▶ **DATA ENTRIES**
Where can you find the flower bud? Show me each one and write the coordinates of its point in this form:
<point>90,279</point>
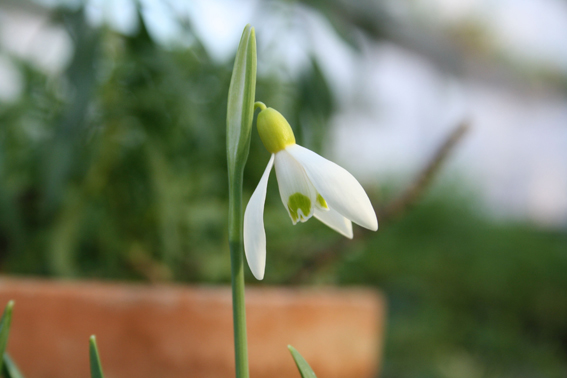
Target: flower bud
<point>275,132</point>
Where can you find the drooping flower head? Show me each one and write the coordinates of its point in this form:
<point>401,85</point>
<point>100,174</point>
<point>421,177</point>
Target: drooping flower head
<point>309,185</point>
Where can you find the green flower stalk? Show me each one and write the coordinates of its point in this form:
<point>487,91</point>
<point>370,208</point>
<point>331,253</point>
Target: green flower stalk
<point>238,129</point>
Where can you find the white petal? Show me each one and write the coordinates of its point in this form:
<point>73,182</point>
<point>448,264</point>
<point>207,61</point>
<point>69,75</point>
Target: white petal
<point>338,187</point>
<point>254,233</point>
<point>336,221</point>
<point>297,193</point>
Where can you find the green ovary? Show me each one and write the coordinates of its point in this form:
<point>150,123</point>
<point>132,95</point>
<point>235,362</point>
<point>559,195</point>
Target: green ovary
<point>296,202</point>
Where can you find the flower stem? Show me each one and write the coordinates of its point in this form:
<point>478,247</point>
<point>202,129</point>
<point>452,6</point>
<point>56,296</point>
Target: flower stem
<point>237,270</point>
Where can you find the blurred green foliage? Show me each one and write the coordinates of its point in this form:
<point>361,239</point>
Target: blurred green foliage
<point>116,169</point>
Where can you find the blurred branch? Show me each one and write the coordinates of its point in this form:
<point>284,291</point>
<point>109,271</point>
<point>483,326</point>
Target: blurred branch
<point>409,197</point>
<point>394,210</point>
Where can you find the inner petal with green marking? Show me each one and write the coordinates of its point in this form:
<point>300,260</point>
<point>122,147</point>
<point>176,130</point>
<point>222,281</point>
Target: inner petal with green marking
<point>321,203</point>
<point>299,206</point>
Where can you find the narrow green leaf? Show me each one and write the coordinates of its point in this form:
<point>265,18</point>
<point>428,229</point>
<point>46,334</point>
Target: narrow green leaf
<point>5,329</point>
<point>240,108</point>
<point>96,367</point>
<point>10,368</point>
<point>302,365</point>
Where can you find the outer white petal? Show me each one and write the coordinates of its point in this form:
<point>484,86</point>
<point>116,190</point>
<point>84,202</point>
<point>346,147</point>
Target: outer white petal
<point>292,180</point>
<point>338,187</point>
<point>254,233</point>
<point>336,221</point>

* * *

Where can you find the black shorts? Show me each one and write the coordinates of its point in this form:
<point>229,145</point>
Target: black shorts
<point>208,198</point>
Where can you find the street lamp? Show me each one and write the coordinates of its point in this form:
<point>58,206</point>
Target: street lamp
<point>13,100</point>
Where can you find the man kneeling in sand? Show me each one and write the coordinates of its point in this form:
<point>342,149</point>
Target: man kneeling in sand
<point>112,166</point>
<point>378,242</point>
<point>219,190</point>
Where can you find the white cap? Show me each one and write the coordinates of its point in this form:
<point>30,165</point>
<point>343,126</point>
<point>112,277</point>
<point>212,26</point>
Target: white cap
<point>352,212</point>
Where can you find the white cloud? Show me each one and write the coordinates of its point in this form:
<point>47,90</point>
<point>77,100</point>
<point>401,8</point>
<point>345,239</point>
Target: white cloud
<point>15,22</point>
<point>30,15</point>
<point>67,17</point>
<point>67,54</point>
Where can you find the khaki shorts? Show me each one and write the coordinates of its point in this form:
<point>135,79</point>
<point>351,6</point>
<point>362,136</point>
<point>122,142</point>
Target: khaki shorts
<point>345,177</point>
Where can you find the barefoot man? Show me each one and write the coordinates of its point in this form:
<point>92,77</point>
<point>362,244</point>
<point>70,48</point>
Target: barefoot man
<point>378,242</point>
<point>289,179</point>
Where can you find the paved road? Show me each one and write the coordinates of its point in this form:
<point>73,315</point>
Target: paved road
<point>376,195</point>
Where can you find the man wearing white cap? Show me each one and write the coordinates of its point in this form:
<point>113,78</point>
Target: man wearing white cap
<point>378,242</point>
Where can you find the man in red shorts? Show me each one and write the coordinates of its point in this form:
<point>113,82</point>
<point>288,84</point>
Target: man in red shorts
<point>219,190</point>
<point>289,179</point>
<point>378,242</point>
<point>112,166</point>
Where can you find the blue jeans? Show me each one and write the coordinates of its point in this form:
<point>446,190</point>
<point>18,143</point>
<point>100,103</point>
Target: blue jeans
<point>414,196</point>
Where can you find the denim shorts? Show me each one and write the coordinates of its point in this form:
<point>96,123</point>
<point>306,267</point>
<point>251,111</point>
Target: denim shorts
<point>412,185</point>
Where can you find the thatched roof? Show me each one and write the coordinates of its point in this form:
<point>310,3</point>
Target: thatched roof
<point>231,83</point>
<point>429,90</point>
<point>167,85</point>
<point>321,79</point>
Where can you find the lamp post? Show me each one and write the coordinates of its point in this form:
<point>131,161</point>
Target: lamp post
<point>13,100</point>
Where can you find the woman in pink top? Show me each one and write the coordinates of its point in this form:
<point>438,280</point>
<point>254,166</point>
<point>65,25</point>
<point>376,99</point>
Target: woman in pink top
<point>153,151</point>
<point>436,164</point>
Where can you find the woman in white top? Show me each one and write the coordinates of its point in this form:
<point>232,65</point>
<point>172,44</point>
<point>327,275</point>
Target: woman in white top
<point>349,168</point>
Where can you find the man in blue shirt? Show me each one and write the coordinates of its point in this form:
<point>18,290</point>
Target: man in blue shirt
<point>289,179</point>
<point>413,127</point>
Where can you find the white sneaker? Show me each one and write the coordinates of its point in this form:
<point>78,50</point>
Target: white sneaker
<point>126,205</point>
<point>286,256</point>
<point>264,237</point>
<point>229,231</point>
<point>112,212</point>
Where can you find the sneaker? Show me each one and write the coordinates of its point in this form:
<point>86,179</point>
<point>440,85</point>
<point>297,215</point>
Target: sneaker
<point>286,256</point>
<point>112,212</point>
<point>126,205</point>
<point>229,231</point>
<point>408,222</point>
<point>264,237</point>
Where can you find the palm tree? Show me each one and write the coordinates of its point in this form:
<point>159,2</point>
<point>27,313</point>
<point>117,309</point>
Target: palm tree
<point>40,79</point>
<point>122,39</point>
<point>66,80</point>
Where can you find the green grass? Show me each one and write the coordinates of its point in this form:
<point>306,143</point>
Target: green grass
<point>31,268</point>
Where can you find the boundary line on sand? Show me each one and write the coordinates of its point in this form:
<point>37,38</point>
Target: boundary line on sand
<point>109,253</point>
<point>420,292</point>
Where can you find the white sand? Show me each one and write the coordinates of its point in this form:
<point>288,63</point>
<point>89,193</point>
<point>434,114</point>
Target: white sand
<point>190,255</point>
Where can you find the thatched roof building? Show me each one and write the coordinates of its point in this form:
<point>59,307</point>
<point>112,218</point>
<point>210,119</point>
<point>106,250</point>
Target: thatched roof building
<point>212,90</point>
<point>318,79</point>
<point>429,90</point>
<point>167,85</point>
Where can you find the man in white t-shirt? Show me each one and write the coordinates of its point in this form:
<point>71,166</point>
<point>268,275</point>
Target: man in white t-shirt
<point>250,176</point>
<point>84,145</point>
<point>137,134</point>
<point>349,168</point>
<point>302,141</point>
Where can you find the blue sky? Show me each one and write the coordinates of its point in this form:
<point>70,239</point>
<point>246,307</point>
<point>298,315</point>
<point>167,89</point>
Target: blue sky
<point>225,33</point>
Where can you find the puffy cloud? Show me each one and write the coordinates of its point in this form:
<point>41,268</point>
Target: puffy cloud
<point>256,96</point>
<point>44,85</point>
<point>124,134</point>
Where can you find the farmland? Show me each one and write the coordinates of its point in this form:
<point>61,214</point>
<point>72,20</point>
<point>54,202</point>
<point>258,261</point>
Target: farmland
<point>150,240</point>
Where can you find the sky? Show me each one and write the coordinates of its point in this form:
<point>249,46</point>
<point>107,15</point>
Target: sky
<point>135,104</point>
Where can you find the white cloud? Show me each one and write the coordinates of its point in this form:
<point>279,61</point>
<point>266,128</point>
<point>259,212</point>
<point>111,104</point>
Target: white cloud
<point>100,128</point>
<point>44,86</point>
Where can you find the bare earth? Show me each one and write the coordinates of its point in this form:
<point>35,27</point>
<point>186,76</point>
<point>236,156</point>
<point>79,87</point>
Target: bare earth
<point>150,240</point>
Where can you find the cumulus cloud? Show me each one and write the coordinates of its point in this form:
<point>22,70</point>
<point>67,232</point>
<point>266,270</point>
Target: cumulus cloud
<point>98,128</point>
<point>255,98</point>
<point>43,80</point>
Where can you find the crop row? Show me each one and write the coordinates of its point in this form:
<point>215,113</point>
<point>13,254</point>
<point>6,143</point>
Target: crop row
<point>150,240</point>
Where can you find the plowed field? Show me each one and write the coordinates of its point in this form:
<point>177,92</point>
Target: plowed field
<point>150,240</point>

...

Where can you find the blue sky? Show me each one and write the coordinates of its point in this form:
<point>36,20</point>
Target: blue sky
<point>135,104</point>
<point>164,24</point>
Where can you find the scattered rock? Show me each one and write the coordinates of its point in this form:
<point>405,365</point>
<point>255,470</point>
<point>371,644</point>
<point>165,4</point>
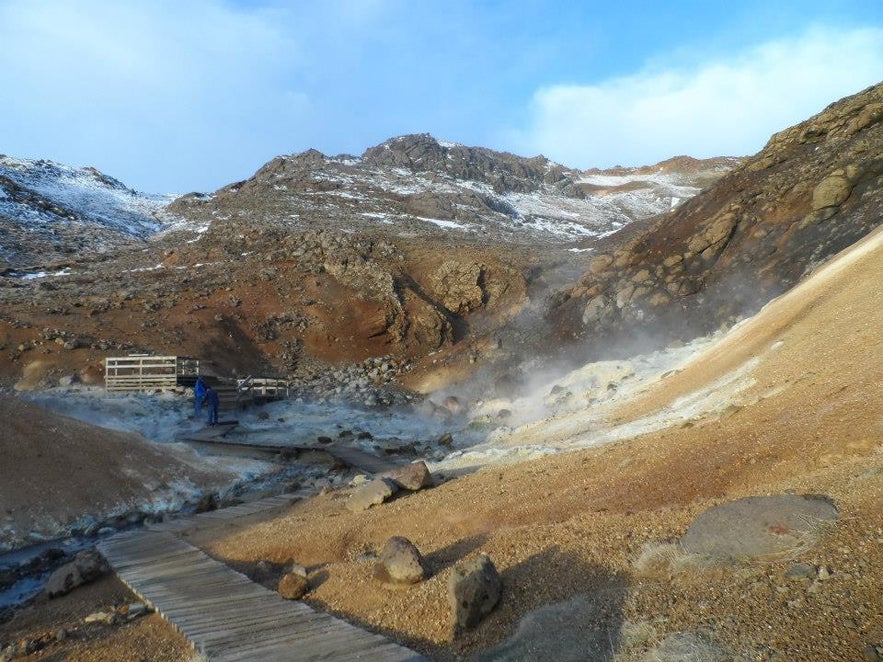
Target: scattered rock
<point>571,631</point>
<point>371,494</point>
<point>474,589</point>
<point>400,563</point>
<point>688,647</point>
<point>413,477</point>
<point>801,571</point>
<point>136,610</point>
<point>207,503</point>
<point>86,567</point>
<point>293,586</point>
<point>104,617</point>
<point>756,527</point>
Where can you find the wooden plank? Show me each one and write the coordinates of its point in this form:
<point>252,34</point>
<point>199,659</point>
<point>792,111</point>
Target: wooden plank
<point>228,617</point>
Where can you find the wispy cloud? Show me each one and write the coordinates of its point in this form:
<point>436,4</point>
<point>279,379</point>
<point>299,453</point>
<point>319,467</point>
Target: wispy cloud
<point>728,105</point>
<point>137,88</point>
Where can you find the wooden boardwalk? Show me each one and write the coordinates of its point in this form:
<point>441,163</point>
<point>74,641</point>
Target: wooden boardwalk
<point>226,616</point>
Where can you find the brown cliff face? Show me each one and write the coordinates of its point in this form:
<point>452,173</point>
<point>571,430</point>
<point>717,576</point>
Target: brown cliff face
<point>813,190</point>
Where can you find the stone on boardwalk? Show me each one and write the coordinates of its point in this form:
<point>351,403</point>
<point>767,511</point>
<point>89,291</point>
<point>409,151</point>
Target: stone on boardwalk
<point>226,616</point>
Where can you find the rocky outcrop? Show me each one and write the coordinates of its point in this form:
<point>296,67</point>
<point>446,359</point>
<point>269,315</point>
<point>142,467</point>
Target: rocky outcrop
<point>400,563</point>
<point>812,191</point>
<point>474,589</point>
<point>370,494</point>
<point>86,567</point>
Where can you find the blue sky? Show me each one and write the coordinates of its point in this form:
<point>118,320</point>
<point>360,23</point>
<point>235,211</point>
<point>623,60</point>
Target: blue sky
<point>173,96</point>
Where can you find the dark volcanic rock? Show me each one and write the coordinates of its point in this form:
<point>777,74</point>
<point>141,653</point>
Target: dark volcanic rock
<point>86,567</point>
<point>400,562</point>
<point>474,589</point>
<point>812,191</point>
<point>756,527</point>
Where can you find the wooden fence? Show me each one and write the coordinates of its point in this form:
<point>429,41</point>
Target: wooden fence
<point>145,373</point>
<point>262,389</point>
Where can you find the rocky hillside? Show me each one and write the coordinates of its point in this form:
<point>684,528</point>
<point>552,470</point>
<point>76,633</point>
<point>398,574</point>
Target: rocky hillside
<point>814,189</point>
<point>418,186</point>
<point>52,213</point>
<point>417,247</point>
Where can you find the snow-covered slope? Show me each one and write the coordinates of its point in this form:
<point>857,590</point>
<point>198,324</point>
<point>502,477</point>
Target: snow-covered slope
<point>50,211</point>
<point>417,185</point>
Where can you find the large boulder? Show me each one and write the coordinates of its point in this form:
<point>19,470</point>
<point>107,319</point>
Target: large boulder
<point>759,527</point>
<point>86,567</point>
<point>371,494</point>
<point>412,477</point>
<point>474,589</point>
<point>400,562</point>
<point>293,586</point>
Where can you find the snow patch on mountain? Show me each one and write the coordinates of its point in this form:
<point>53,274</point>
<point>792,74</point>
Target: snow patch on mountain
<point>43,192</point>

▶ **DIRECTION**
Pick out and copy every line in the records above that contains the string "leaf". Match case exactly.

▶ **PROBLEM SOLUTION**
Where can you find the narrow green leaf? Show me each one and write the coordinates of its point in this form:
Target: narrow green leaf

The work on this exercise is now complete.